• [Activity]: Write out each line of the records that has "brick" in it.
#### Data ####
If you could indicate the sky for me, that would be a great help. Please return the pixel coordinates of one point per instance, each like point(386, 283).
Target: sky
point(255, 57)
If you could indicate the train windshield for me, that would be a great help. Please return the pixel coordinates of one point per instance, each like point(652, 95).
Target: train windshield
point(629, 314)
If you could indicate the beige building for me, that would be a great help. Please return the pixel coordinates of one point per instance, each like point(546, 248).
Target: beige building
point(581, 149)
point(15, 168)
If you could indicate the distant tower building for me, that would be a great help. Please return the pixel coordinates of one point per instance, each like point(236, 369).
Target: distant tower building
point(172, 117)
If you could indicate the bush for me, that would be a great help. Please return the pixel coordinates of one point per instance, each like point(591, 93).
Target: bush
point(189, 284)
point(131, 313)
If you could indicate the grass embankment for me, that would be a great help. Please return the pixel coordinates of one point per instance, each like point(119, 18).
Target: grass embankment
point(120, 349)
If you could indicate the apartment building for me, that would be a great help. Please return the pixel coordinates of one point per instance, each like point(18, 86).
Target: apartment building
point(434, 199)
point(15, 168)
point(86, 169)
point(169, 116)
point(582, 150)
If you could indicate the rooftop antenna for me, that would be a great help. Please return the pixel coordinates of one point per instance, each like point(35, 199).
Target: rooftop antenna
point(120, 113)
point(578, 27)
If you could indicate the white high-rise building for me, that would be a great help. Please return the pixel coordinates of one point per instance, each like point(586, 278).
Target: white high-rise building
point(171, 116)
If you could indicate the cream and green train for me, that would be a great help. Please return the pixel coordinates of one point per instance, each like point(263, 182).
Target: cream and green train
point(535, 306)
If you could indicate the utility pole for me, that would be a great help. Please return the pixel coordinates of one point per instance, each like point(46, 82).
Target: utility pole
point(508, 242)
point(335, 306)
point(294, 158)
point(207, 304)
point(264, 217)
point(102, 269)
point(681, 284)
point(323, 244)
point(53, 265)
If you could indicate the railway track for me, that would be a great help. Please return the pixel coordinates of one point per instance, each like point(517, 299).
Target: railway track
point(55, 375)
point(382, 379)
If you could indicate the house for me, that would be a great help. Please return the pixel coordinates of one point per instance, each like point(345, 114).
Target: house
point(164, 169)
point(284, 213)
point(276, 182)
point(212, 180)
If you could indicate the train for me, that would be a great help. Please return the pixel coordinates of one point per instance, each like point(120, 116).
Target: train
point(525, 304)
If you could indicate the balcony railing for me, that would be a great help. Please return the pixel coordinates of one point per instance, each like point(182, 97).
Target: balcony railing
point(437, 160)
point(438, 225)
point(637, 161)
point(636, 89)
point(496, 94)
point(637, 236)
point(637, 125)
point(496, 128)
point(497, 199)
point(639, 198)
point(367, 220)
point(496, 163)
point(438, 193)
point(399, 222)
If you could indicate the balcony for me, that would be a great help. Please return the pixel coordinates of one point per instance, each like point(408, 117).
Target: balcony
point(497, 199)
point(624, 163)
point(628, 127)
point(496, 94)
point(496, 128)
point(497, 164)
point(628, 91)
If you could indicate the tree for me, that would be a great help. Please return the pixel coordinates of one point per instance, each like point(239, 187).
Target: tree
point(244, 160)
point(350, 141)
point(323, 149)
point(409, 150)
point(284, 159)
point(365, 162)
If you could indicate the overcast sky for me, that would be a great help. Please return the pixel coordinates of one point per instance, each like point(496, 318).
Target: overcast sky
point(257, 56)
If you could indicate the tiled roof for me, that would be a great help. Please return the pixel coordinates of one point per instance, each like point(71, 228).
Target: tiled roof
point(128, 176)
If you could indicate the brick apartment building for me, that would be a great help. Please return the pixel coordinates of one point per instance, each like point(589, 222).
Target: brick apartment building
####
• [Answer for this exercise]:
If you could indicate the brick apartment building for me, that would be a great help. Please return the pixel coordinates of one point per instance, each like point(589, 222).
Target: brick apartment building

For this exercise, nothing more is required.